_Extracted data_.
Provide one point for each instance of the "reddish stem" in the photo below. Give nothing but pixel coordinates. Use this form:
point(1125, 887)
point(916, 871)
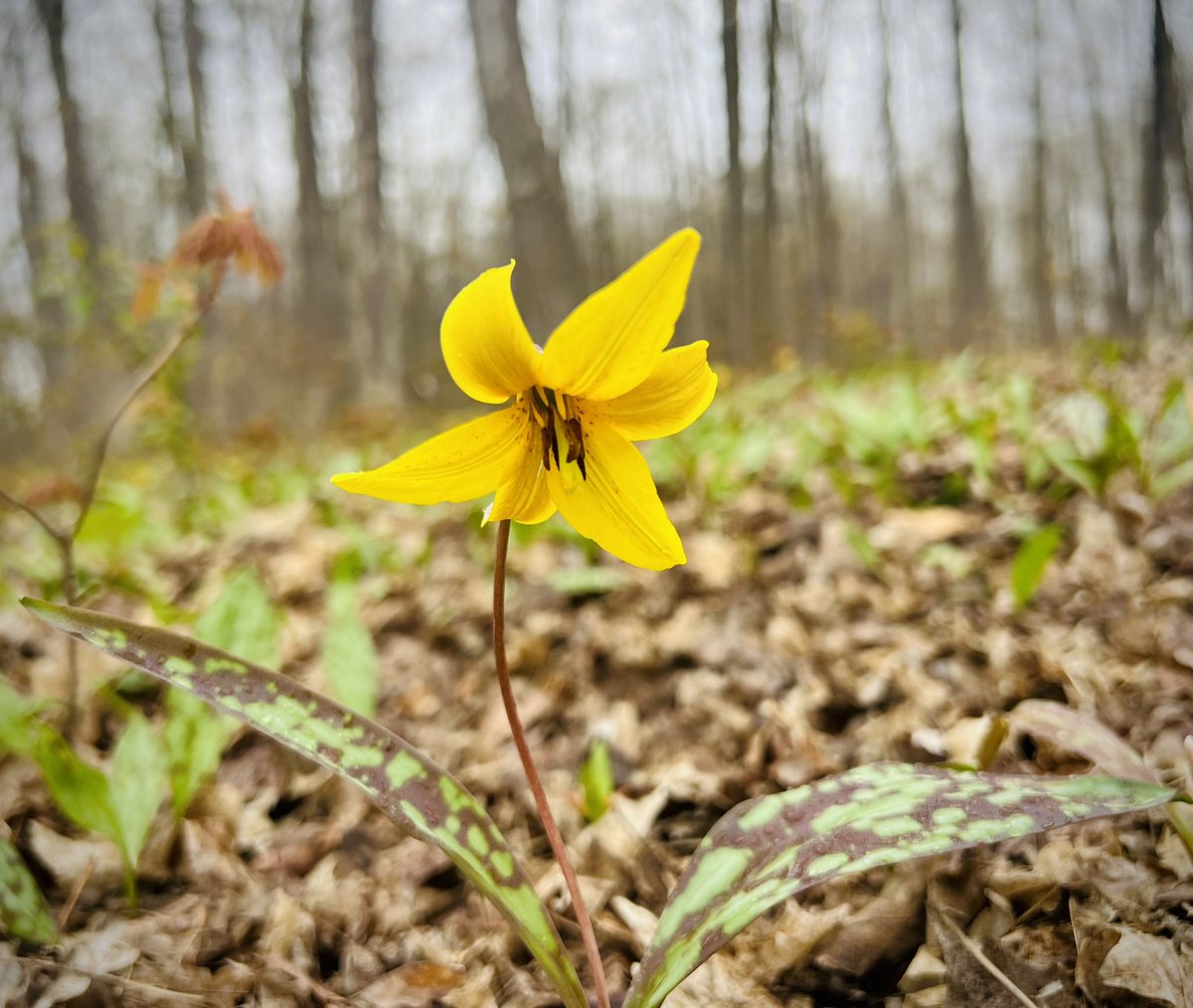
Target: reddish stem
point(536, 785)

_Task requirements_. Write out the lines again with "reddish stem" swapped for "green leaf" everywhere and nothing else altered. Omit the pictures from your version.

_Answer for this exercise_.
Provide one point for each instance of the "green leaf" in the photo below. Give nothing but pixel coordinates. Use this form:
point(1125, 887)
point(916, 871)
Target: green leaf
point(536, 785)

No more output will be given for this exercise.